(Provided data)

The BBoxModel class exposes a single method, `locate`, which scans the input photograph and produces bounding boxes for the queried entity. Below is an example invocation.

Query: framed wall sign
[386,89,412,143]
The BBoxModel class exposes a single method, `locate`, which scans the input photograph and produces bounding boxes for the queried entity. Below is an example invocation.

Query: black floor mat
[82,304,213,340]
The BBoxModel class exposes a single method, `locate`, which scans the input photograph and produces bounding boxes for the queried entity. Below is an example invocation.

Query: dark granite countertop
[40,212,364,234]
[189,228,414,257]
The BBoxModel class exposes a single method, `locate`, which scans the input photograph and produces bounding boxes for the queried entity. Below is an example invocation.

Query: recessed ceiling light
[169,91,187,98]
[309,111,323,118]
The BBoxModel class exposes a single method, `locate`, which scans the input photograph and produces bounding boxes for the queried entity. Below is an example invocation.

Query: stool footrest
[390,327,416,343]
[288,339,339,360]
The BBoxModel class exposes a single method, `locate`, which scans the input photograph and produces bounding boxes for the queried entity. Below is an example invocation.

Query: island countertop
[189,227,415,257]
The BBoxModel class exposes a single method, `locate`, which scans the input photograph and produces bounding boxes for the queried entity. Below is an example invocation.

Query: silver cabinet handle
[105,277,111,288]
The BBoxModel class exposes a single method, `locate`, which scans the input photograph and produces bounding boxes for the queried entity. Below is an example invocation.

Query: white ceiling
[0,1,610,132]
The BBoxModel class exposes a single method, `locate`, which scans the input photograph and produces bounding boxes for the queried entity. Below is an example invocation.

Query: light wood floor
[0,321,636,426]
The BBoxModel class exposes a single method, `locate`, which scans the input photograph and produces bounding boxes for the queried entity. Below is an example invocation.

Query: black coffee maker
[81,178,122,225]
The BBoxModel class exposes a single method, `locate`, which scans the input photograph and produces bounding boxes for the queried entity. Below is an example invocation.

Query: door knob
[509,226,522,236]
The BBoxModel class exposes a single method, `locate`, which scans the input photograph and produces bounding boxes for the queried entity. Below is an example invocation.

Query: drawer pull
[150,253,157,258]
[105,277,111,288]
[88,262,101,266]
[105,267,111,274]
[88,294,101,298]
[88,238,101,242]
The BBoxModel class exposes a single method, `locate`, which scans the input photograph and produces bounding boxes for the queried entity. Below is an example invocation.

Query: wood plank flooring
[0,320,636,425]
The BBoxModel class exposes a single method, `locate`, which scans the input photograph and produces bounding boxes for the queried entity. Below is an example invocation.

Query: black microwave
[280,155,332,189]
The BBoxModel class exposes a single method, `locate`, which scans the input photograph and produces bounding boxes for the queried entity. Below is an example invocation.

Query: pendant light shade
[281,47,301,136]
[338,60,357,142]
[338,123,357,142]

(End Provided data)

## What you should do
After finding the line that contains "Query: white ceiling" in the records above, copy that line and each one after it exactly, through the final line.

## Written reply
Query: white ceiling
[0,1,610,132]
The BBoxModel class exposes a single method, `locate`, which scans the input photograph and produces bounding boxes for the queried entity. Below is an example invocation.

Query: light wood floor
[0,321,636,426]
The BBoxModel class exposes a single method, `locate`, which scans the input photograph and produces bounding boxes for the queried entity. Below is an example invocation.

Query: black coffee maker
[81,178,122,225]
The BBoxModel class exposes a single method, `locate`, which scans the input photograph and produces bounding boxes for the queried entity. Below is an example invocation.

Query: door knob
[509,226,522,236]
The BBoxModel class exposes a single method, `locate`, which scans the input photograph and produces bounding boxes for the queried entity. Below is an example invocation.

Query: drawer pull
[150,253,157,258]
[105,277,111,288]
[88,262,101,266]
[105,267,111,274]
[88,294,101,298]
[88,238,101,242]
The BBoxModel class exposes a single method, `locate`, which scans the input photograph and produces bounding boxes for the queried entity. Below is an example invocation.

Query: wood plank flooring
[0,320,636,425]
The BBoxModel class exposes a single method, `locate`, which scans the input photograph and produces bounding boxes for the queried entity. Below is an example invocation.

Query: black microwave
[280,155,332,189]
The BBoxModel class exposes a single method, `locate`, which scans the input photograph and produces bounding boxes for the queried entity. Below is an example invocation.

Query: pendant light shade
[281,47,301,136]
[338,60,357,142]
[338,123,357,142]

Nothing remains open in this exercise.